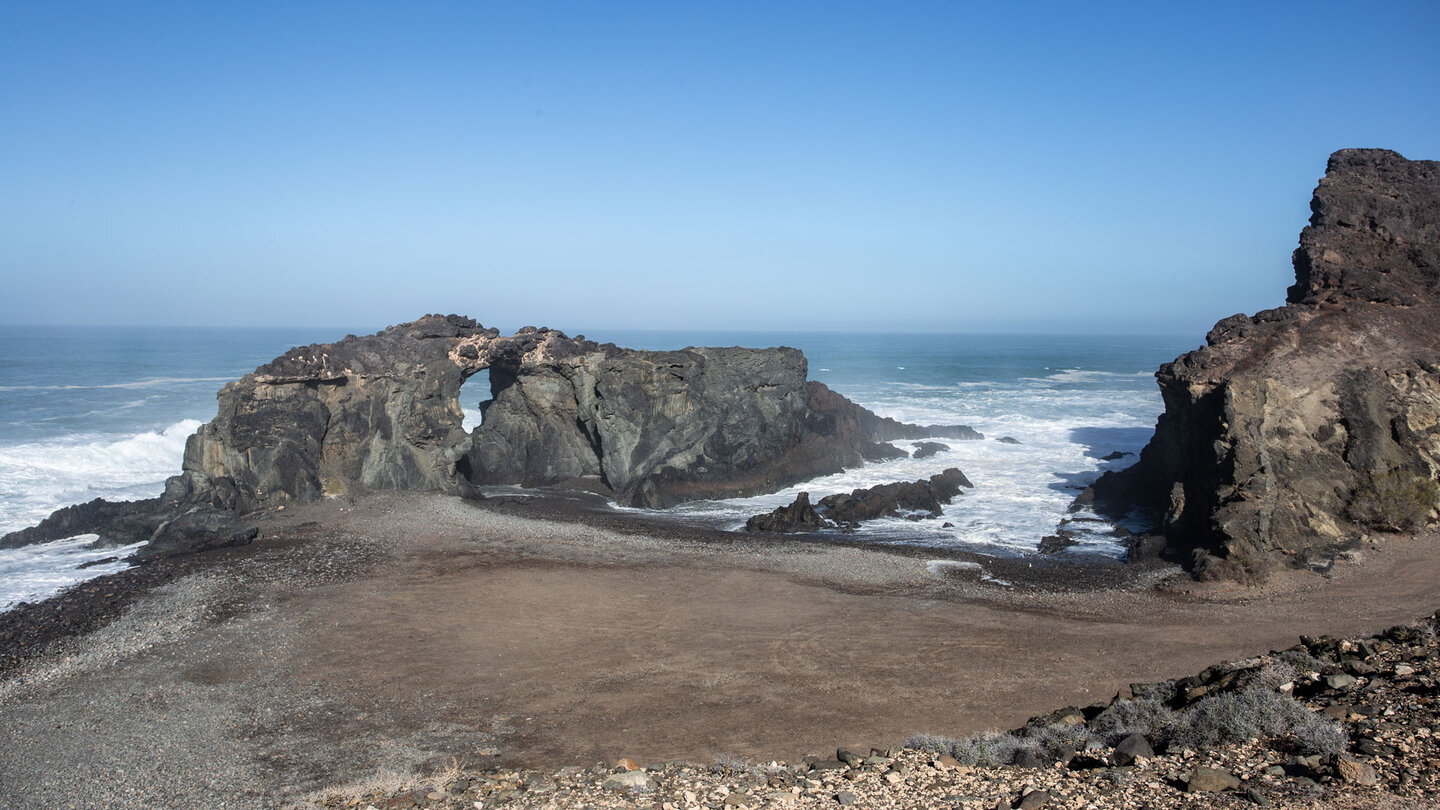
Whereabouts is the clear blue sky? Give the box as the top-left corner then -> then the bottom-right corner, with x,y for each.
0,0 -> 1440,337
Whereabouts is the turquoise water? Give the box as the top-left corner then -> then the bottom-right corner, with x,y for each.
0,326 -> 1198,605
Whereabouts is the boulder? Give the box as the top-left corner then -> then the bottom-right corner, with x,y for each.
744,491 -> 835,532
1094,150 -> 1440,579
1185,765 -> 1240,793
910,441 -> 950,458
818,467 -> 975,523
0,314 -> 984,551
1115,734 -> 1155,767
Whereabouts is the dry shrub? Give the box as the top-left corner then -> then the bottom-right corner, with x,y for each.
1349,470 -> 1440,532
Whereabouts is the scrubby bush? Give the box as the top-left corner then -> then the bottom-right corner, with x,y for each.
1237,660 -> 1301,692
1022,724 -> 1096,760
1090,698 -> 1178,745
1349,470 -> 1440,532
950,732 -> 1028,765
1274,650 -> 1326,675
1169,689 -> 1348,754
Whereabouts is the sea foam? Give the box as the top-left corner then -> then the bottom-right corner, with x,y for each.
0,419 -> 200,533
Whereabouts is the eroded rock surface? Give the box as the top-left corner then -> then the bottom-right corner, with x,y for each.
744,467 -> 975,532
1094,150 -> 1440,572
0,316 -> 982,553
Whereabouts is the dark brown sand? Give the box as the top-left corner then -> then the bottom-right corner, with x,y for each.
0,496 -> 1440,806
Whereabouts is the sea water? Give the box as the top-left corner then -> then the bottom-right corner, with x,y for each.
590,333 -> 1195,558
0,326 -> 1195,610
0,326 -> 355,610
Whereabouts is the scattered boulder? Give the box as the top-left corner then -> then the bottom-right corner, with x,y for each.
605,771 -> 649,791
910,441 -> 950,458
1094,148 -> 1440,581
819,467 -> 975,523
1335,755 -> 1380,785
1185,765 -> 1240,793
744,491 -> 835,532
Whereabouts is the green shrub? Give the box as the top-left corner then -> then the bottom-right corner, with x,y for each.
1349,470 -> 1440,532
1090,698 -> 1179,745
950,732 -> 1030,765
1169,689 -> 1348,754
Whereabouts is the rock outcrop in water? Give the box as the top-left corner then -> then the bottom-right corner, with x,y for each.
1094,150 -> 1440,577
744,467 -> 975,532
0,316 -> 982,553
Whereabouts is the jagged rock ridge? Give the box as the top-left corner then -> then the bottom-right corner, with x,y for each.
1094,150 -> 1440,572
0,316 -> 982,553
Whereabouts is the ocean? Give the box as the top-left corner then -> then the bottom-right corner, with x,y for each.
0,326 -> 1198,610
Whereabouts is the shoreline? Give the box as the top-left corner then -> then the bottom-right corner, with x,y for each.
0,494 -> 1440,807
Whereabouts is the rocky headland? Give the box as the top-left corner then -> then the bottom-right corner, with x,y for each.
0,150 -> 1440,810
0,316 -> 982,558
1093,150 -> 1440,579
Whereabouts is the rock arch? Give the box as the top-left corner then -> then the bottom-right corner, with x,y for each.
167,316 -> 979,512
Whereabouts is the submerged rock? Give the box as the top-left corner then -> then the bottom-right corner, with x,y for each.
744,467 -> 975,532
910,441 -> 950,458
1094,150 -> 1440,578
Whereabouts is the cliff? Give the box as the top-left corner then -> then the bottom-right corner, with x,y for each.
1094,150 -> 1440,578
0,316 -> 981,553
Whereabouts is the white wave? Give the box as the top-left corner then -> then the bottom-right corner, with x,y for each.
0,535 -> 145,610
0,419 -> 200,533
1020,369 -> 1153,383
461,408 -> 482,432
662,372 -> 1162,556
0,376 -> 235,391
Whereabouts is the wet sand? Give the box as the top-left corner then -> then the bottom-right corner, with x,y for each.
0,496 -> 1440,807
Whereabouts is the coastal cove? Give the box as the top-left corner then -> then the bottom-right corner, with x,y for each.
0,493 -> 1440,809
0,327 -> 1195,602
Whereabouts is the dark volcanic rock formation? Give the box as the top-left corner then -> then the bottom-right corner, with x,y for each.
744,467 -> 975,532
184,316 -> 968,507
0,316 -> 982,553
1094,150 -> 1440,571
167,316 -> 498,512
744,491 -> 835,532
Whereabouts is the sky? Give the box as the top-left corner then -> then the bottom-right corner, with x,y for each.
0,0 -> 1440,336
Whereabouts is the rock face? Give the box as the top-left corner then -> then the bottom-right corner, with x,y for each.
184,316 -> 968,507
0,316 -> 982,552
166,316 -> 498,512
744,467 -> 975,532
461,331 -> 979,506
1094,150 -> 1440,574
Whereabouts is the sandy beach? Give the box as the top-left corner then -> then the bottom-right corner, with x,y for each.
0,494 -> 1440,807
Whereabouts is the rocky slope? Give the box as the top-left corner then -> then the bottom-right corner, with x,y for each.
0,316 -> 981,555
1094,150 -> 1440,578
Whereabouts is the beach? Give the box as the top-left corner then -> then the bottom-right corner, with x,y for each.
0,494 -> 1440,807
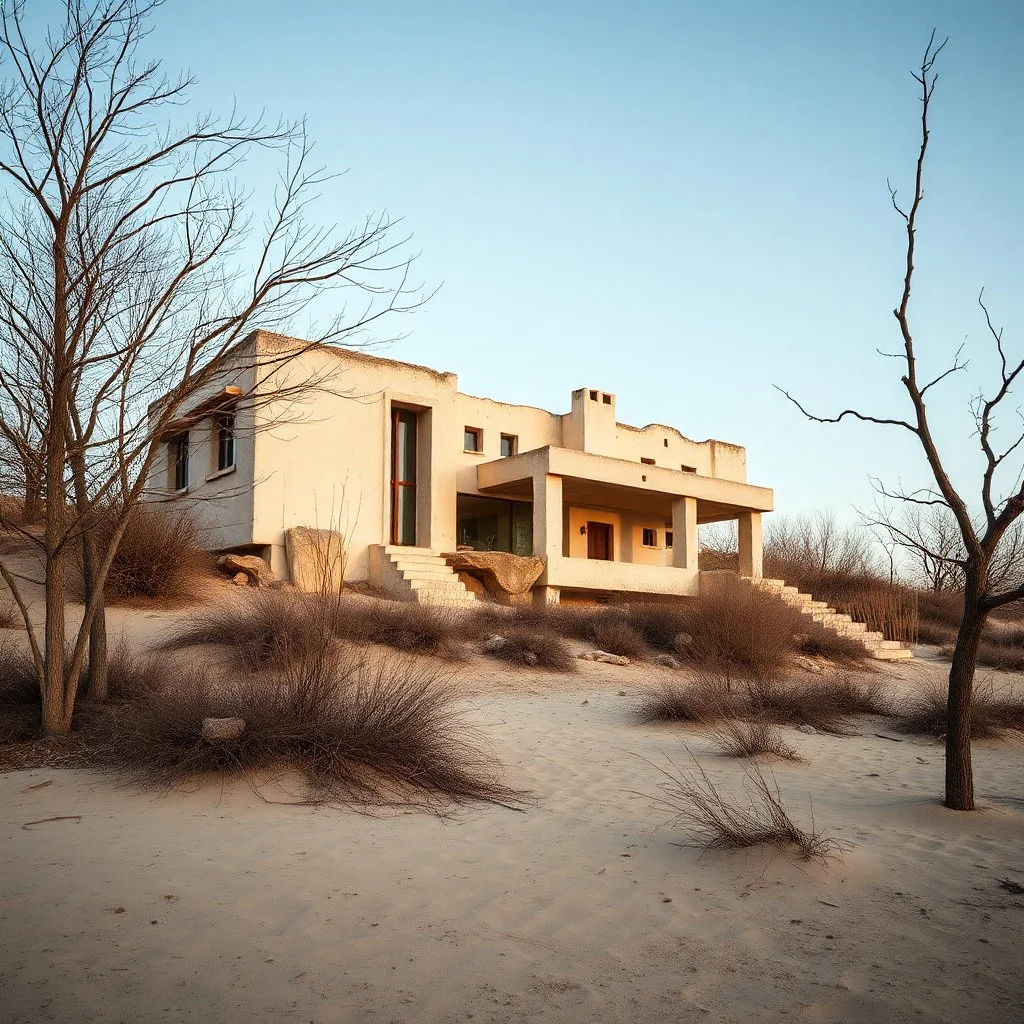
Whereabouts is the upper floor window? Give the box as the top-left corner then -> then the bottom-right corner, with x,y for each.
170,433 -> 188,490
217,413 -> 234,471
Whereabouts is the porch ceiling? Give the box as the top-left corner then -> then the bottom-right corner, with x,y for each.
476,446 -> 772,522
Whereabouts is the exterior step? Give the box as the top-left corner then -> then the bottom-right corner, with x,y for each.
741,577 -> 913,662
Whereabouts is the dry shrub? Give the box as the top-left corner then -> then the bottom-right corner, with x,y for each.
655,758 -> 841,863
325,597 -> 473,662
487,629 -> 577,672
587,614 -> 647,660
160,589 -> 325,672
0,641 -> 42,745
744,673 -> 892,735
678,577 -> 803,679
894,681 -> 1024,739
628,601 -> 689,653
713,719 -> 806,761
90,643 -> 523,806
637,672 -> 739,725
796,621 -> 867,666
92,504 -> 211,604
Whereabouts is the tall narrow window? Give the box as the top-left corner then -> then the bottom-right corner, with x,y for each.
217,413 -> 234,471
171,433 -> 188,490
391,409 -> 417,547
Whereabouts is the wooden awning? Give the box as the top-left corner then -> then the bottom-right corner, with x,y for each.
163,384 -> 242,437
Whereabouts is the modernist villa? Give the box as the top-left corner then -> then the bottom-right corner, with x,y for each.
150,331 -> 772,603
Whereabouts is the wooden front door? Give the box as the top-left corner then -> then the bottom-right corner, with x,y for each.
587,522 -> 611,562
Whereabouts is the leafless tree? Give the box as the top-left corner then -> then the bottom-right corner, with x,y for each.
0,0 -> 422,734
783,32 -> 1024,811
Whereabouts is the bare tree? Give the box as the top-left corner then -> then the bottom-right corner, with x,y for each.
0,0 -> 422,734
780,32 -> 1024,811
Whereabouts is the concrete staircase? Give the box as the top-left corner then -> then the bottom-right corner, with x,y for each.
744,578 -> 913,662
370,544 -> 476,608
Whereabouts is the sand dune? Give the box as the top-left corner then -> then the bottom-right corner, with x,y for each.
0,638 -> 1024,1024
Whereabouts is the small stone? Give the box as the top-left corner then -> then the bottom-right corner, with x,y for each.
203,718 -> 246,743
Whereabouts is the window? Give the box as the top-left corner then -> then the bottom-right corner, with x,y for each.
217,413 -> 234,472
170,434 -> 188,490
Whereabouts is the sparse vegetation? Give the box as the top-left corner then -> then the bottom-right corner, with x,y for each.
712,718 -> 806,761
86,642 -> 523,807
643,758 -> 841,863
90,504 -> 212,604
487,629 -> 578,672
894,681 -> 1024,739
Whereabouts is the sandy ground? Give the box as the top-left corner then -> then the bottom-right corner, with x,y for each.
0,593 -> 1024,1024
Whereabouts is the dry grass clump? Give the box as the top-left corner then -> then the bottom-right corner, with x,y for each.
894,682 -> 1024,739
325,597 -> 473,662
678,577 -> 803,679
712,718 -> 806,761
795,621 -> 867,665
655,758 -> 841,863
92,504 -> 212,604
744,673 -> 892,735
160,589 -> 325,672
486,629 -> 578,672
89,644 -> 523,806
586,613 -> 647,660
637,672 -> 740,725
0,641 -> 42,745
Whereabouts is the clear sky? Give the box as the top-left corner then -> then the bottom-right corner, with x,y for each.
151,0 -> 1024,515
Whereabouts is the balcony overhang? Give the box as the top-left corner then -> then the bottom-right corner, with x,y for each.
476,445 -> 773,522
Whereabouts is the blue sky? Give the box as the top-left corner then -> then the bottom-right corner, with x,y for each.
151,0 -> 1024,516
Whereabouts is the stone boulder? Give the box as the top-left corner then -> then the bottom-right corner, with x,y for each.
285,526 -> 345,594
444,551 -> 544,603
217,554 -> 278,587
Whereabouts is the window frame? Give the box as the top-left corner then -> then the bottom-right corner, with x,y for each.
213,409 -> 238,473
462,427 -> 483,455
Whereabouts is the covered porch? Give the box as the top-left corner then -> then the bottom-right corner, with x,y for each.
476,446 -> 772,603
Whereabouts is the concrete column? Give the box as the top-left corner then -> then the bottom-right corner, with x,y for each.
534,473 -> 562,561
531,587 -> 561,608
672,498 -> 697,571
738,512 -> 764,580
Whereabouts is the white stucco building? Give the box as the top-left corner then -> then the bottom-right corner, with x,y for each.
148,332 -> 772,601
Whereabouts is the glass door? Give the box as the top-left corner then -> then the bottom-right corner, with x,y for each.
391,409 -> 418,547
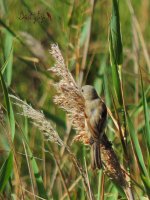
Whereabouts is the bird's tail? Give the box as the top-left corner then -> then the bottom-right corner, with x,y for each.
92,142 -> 102,169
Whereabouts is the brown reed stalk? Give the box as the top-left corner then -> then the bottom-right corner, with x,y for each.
9,95 -> 94,200
49,44 -> 133,199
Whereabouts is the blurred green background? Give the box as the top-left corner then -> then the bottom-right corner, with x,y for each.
0,0 -> 150,200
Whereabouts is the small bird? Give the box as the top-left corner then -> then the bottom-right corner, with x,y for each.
81,85 -> 107,169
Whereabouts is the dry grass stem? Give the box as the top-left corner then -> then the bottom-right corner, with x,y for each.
10,95 -> 91,199
50,44 -> 132,196
10,95 -> 63,146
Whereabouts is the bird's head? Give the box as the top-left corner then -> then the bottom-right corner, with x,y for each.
81,85 -> 99,100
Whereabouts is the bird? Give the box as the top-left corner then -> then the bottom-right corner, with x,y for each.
81,85 -> 107,170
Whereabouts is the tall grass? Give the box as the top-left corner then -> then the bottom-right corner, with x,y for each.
0,0 -> 150,200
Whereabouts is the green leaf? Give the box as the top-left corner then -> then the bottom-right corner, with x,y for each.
28,146 -> 49,199
0,152 -> 13,192
127,114 -> 150,194
0,71 -> 15,140
110,0 -> 123,65
4,30 -> 13,86
140,70 -> 150,153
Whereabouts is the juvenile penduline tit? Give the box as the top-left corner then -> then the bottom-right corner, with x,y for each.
81,85 -> 107,169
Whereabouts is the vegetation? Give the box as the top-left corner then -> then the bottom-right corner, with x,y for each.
0,0 -> 150,200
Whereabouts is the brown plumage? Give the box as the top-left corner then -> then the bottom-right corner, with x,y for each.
81,85 -> 107,169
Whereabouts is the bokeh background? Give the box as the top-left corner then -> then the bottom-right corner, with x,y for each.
0,0 -> 150,200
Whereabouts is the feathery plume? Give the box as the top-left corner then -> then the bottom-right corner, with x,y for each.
50,44 -> 130,199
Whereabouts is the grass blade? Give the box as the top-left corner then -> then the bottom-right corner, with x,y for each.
0,152 -> 13,192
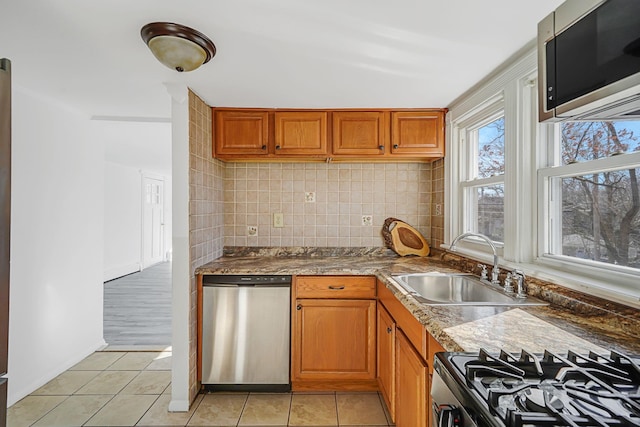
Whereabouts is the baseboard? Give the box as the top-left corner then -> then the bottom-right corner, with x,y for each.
169,399 -> 189,412
7,340 -> 106,407
291,380 -> 378,391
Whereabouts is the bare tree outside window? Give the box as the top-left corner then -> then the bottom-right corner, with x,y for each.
561,122 -> 640,268
473,117 -> 504,242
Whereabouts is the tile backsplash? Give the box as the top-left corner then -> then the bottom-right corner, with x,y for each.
224,163 -> 432,247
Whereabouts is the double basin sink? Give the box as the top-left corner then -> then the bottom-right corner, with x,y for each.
393,272 -> 548,306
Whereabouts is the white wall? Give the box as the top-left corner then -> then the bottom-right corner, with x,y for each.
8,86 -> 104,405
104,162 -> 142,282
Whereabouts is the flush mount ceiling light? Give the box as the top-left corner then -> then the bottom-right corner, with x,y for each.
140,22 -> 216,72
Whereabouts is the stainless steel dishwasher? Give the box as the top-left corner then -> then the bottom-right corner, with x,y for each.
202,275 -> 291,391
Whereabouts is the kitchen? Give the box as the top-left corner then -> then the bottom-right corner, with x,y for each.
1,0 -> 640,426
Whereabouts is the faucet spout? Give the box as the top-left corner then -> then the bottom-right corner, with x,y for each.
449,232 -> 500,286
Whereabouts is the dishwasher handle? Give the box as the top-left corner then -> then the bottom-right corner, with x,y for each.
202,274 -> 291,287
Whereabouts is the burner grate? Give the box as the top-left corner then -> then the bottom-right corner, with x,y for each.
456,350 -> 640,427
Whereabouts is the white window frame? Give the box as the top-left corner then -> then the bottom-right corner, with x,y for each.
536,140 -> 640,300
442,44 -> 640,307
458,105 -> 506,242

####

Rewrite everything from the line containing "Whereabouts is the green shrub?" down to the line containing "167,316 -> 979,512", both lines included. Add 20 to every coordinate in the answers and leave all other text unchanged.

:: Response to this exercise ::
Whereabouts is the green shrub? Give the box as the top-left corner then -> then the bottom-right corner, with x,y for each.
1369,490 -> 1460,552
1110,718 -> 1199,765
970,752 -> 1050,785
1189,709 -> 1368,774
Whereabouts is the rock outcrop in water? Give the box as the top-left corner then -> then the bottom-right corner, with x,y for each.
1114,170 -> 1460,597
764,487 -> 995,552
20,336 -> 1002,573
Whereabouts is the jagged rock ridge? Give the box as the top-left corner then -> then the bottom-right corner, with x,y for each.
1114,170 -> 1460,592
20,336 -> 1002,573
Whereabouts is the ocean? Give the box as the top-left corner then -> then the bottom-right corner, with x,y for each.
20,346 -> 1218,630
Whereabouts is the shoreline? Give the box as the top-left corner then -> then the bottom-right corner, with x,y for each.
20,514 -> 1460,827
Whereabouts is the rocky headland? Give the box as the top-left corner then -> then the bottom-right corner, with x,y for each.
20,170 -> 1460,830
20,336 -> 1002,578
1113,170 -> 1460,599
Whereabouts is the rock arch? Give the box as the top-left corner then -> then the bottom-right corner, with x,y for each.
187,336 -> 999,532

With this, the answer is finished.